• [Passage to read]:
################
Several unnamed class members, including appellant James Henderson, objected to the settlement terms. The settlement offered class members the option of receiving a lump-sum payment or participating in a claims processing system. Class members who chose the claims processing system would have their claims evaluated to identify the extent of their losses and proof of GALIC wrongdoing. Evaluators scored the claims from "three," which merited the greatest relief, to "zero," which provided no compensation from the settlement fund in the event class members presented frivolous claims. Henderson objected to the inclusion of a zero score because he thought it unfair not to compensate every class member in some form.


Henderson moved to intervene in the district court1 and pressed the scoring objection as a reason for rejecting the proposed settlement. The district court overruled Henderson's objection, denied his motion to intervene in the action, and formally approved the parties' settlement in August 2000. Henderson was the only objecting class member to appeal from the district court's ruling that the settlement fairly rewarded the class. We dismissed his appeal on jurisdictional grounds because he was not a party and he failed to acquire the status of a party by successfully intervening in the district court. In re Gen. Am. Life Ins. Co. Sales Practices Litig., 268 F.3d 627, 631-33 (8th Cir.2001). The Supreme Court subsequently granted Henderson's petition for writ of certiorari, Henderson v. Gen. Am. Life Ins. Co., ___ U.S. ___, 122 S.Ct. 2584, 153 L.Ed.2d 773 (2002), vacated our judgment, and remanded the case for further consideration in light of Devlin v. Scardelletti, ___ U.S. ___, 122 S.Ct. 2005, 153 L.Ed.2d 27 (2002).
################
• [Entries supplied]:

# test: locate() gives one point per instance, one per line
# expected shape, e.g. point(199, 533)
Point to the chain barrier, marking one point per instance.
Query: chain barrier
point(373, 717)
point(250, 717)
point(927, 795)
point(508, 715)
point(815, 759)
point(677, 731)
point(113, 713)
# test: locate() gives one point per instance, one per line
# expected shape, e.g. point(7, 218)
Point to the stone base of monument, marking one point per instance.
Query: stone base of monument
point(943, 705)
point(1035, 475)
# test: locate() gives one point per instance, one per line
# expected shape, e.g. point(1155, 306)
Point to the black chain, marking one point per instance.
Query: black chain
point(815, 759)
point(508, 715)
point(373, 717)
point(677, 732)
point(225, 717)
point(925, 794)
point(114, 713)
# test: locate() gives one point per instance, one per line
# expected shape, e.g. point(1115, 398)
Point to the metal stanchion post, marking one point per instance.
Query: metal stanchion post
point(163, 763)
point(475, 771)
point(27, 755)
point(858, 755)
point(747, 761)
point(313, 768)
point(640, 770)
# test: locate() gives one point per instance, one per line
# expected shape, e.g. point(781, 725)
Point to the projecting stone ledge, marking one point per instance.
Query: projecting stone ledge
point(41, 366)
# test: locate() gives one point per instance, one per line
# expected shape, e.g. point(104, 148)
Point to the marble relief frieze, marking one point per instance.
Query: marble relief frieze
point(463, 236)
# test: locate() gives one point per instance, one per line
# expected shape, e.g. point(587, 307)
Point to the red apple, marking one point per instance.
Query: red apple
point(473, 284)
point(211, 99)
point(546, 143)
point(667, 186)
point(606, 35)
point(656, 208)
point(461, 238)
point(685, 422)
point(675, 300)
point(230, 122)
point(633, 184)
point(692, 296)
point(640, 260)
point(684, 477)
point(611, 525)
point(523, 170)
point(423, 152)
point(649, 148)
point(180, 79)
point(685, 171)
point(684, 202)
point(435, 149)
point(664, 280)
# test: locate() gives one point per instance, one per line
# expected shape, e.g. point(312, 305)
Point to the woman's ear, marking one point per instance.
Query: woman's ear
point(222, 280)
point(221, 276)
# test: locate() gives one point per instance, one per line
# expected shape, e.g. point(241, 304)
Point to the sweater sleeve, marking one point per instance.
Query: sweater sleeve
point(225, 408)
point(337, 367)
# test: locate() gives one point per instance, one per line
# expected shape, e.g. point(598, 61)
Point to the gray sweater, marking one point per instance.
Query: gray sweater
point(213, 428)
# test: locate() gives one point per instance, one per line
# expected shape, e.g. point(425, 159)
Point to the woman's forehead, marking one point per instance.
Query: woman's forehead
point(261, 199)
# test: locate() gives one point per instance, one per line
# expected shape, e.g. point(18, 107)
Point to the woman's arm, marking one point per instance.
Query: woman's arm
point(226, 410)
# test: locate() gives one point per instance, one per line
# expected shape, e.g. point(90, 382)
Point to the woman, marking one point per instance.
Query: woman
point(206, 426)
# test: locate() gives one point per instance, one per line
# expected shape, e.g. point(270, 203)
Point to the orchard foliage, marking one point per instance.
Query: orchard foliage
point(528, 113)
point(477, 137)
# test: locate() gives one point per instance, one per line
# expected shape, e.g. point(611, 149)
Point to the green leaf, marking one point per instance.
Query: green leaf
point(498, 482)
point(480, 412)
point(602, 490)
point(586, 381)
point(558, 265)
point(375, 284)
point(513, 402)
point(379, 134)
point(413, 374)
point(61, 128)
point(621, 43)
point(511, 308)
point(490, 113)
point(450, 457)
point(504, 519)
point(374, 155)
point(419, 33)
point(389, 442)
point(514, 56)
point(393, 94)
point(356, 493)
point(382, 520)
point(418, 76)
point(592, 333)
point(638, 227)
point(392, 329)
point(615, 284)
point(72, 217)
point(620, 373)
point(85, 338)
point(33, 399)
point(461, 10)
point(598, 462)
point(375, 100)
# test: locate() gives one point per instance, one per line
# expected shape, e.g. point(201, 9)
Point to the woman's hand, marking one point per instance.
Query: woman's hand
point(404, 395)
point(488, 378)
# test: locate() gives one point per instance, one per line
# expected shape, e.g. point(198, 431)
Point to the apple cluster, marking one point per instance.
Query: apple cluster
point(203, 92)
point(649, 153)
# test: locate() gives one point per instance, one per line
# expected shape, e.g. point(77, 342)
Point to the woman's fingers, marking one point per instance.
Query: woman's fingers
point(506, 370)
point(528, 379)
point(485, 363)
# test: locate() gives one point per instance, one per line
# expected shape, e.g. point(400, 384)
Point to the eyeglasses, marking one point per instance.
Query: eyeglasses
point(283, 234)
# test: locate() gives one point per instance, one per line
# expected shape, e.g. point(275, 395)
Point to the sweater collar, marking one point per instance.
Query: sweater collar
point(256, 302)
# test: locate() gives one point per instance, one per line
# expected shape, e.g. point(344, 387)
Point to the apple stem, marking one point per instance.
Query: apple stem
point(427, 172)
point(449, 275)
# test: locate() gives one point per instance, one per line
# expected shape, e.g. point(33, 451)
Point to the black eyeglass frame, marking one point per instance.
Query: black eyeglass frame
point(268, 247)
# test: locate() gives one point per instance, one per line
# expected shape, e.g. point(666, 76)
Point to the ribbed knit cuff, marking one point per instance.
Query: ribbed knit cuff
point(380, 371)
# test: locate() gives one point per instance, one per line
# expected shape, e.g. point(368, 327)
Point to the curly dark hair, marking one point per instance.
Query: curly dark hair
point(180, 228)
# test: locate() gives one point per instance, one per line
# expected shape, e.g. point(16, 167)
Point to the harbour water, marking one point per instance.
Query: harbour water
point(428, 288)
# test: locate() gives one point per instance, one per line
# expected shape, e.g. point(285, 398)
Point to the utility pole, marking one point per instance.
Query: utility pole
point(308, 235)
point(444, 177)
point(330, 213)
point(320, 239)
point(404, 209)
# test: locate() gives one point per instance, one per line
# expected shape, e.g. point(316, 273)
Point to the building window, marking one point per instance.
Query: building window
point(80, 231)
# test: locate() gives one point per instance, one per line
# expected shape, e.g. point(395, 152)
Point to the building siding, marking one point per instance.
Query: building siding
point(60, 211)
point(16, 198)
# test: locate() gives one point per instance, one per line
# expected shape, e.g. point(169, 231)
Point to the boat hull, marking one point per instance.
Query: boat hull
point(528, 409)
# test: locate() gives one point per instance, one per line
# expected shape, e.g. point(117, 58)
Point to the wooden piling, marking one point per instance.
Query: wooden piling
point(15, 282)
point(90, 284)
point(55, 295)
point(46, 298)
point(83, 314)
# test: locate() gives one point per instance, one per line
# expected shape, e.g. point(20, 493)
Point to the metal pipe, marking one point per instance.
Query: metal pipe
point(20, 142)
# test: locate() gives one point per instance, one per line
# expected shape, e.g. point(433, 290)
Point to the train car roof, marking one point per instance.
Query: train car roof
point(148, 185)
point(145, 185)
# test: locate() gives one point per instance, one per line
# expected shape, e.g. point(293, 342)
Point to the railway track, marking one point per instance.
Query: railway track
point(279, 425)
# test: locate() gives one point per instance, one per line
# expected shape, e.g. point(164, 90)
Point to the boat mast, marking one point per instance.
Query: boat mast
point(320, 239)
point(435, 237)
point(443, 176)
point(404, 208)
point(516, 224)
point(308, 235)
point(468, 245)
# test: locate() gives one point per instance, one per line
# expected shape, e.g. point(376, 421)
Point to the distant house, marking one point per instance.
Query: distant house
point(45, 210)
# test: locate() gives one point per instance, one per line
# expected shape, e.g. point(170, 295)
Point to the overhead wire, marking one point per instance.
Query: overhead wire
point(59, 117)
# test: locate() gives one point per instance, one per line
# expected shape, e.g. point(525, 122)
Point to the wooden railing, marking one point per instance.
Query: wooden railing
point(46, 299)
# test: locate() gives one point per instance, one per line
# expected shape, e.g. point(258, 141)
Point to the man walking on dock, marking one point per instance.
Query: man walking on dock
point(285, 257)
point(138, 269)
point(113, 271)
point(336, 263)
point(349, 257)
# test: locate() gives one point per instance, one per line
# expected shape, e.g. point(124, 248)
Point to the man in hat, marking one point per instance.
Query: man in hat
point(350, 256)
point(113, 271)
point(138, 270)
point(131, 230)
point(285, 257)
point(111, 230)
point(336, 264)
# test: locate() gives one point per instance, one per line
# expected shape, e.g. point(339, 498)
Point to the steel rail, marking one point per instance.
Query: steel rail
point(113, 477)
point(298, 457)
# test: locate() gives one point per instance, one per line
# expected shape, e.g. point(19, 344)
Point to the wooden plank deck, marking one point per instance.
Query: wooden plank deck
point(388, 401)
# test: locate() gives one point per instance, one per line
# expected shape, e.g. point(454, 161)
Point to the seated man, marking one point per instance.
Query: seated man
################
• [What is asked]:
- 1) Pull out every line in the rows above that contains the string "eyeglasses", matching case exactly.
- 2) Continue the court opinion about Henderson's settlement objection from the point where it stops.

• [Answers provided]:
- 1)
Point to the eyeglasses, marking one point per instance.
Query: eyeglasses

- 2)
Devlin concerned the appellate rights of an unnamed class member who challenged the fairness of a settlement in a mandatory class action, see Fed.R.Civ.P. 23(b)(1). The Fourth Circuit had dismissed the unnamed class member's appeal because he did not intervene in the class action and thus was not a party who could appeal the district court's approval of a settlement. But the Supreme Court reversed, holding that unnamed class members "who have objected in a timely manner to approval of the settlement at the fairness hearing have the power to bring an appeal without first intervening." Id. at 2013. Devlin drew its strength from the mandatory character of the class action: "Particularly in light of the fact that petitioner had no ability to opt out of the settlement, appealing the approval of the settlement is petitioner's only means of protecting himself from being bound by a disposition of his rights he finds unacceptable and that a reviewing court might find legally inadequate." Id. at 2011 (internal citation omitted).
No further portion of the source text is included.